**Excerpt to read:**
/---

This week’s lectionary blog focuses on the lectionary Gospel reading, Mark 9.38-50, and also looks briefly at Numbers 11.4-6,10-16,24-29.

Clare Amos, Director of Lay Discipleship, Diocese in Europe

Clare.amos@europe.anglican.org

It is an interesting challenge, which those of you who regularly have to preach must also have in a slightly different form, to reflect each week taking one’s starting point from the lectionary readings, however perplexing or difficult they may be. It has actually been quite a good discipline for me over the past year or so fairly regularly to engage with difficult texts (especially some in the latter part of Matthew’s Gospel) that normally I would try and steer well clear of. All the same I somewhat heaved a sigh when, last Advent, the Sunday lectionary shifted from a focus on the Gospel of Matthew to one on the Gospel of Mark. Any of my friends who know anything about my theological passions know a) Clare cherishes especially the Gospel of Mark b) if Clare can get a reference to the biblical motif of transfiguration in anything she writes – she will do so.

\---

**Challenges:**
- a) Quote the lectionary blog excerpt above in full, word for word.
- b) From the records below, pull out every line that contains the word "with".
The lectionary blog excerpt and the records are unrelated material.

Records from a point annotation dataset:

/---

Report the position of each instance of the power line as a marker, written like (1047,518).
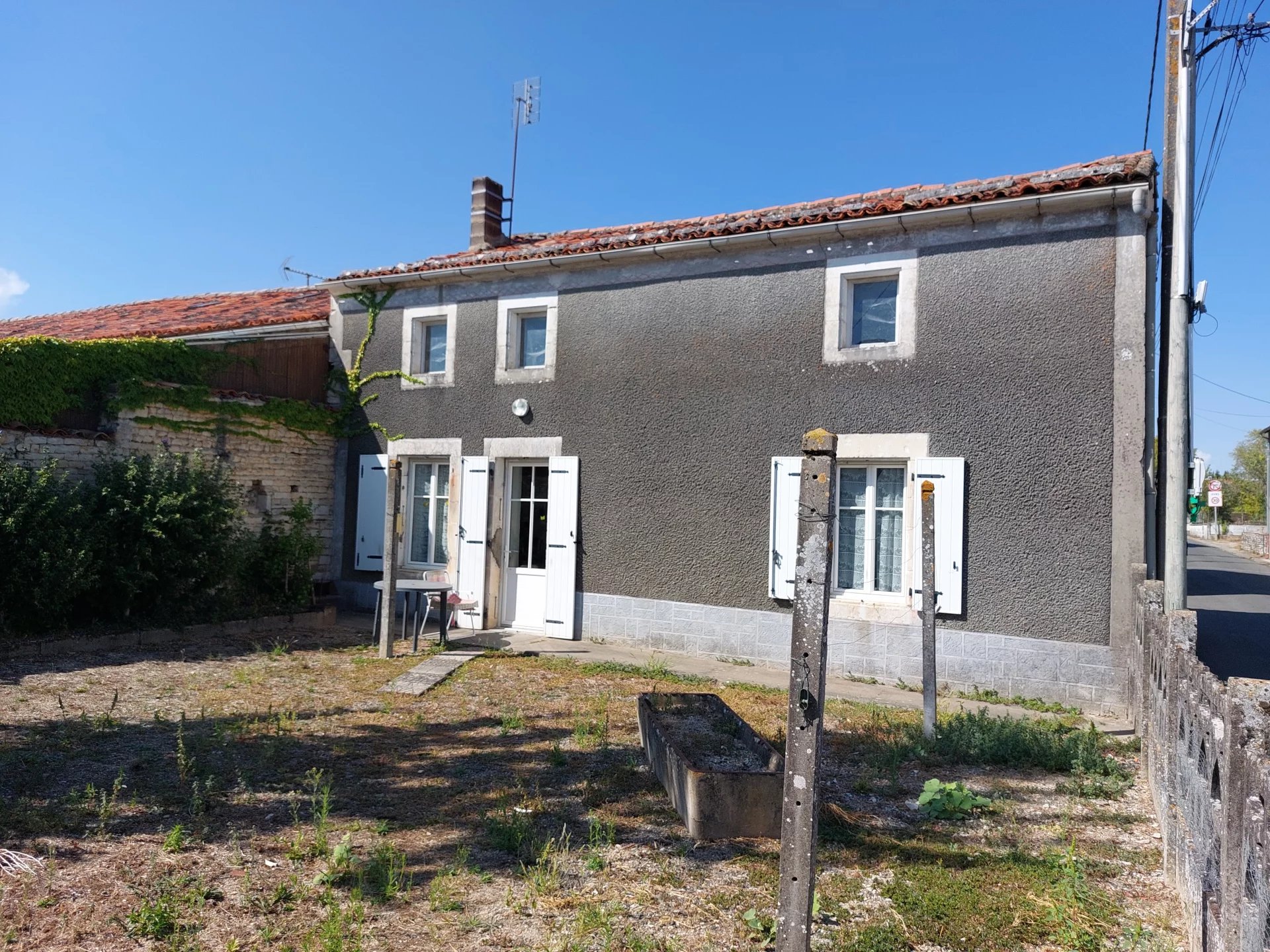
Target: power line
(1151,87)
(1260,400)
(1218,423)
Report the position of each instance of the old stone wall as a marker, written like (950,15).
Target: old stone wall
(1206,752)
(1256,542)
(275,467)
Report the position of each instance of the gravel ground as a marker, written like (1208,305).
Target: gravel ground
(507,809)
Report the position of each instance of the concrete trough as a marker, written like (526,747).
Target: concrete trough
(723,778)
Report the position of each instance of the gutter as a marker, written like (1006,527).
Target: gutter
(1080,200)
(273,332)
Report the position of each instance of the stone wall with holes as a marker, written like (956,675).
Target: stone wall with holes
(1206,758)
(273,466)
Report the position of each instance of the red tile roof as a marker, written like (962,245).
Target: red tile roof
(1137,167)
(178,317)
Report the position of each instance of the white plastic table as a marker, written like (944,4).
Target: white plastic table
(417,590)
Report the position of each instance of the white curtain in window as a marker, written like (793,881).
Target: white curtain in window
(853,524)
(429,513)
(889,554)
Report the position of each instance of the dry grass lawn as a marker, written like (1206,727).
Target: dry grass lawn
(266,796)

\---

**Outputs:**
- a)
This week’s lectionary blog focuses on the lectionary Gospel reading, Mark 9.38-50, and also looks briefly at Numbers 11.4-6,10-16,24-29.

Clare Amos, Director of Lay Discipleship, Diocese in Europe

Clare.amos@europe.anglican.org

It is an interesting challenge, which those of you who regularly have to preach must also have in a slightly different form, to reflect each week taking one’s starting point from the lectionary readings, however perplexing or difficult they may be. It has actually been quite a good discipline for me over the past year or so fairly regularly to engage with difficult texts (especially some in the latter part of Matthew’s Gospel) that normally I would try and steer well clear of. All the same I somewhat heaved a sigh when, last Advent, the Sunday lectionary shifted from a focus on the Gospel of Matthew to one on the Gospel of Mark. Any of my friends who know anything about my theological passions know a) Clare cherishes especially the Gospel of Mark b) if Clare can get a reference to the biblical motif of transfiguration in anything she writes – she will do so.

- b)
Report the position of each instance of the stone wall with holes as a marker, written like (956,675).
Target: stone wall with holes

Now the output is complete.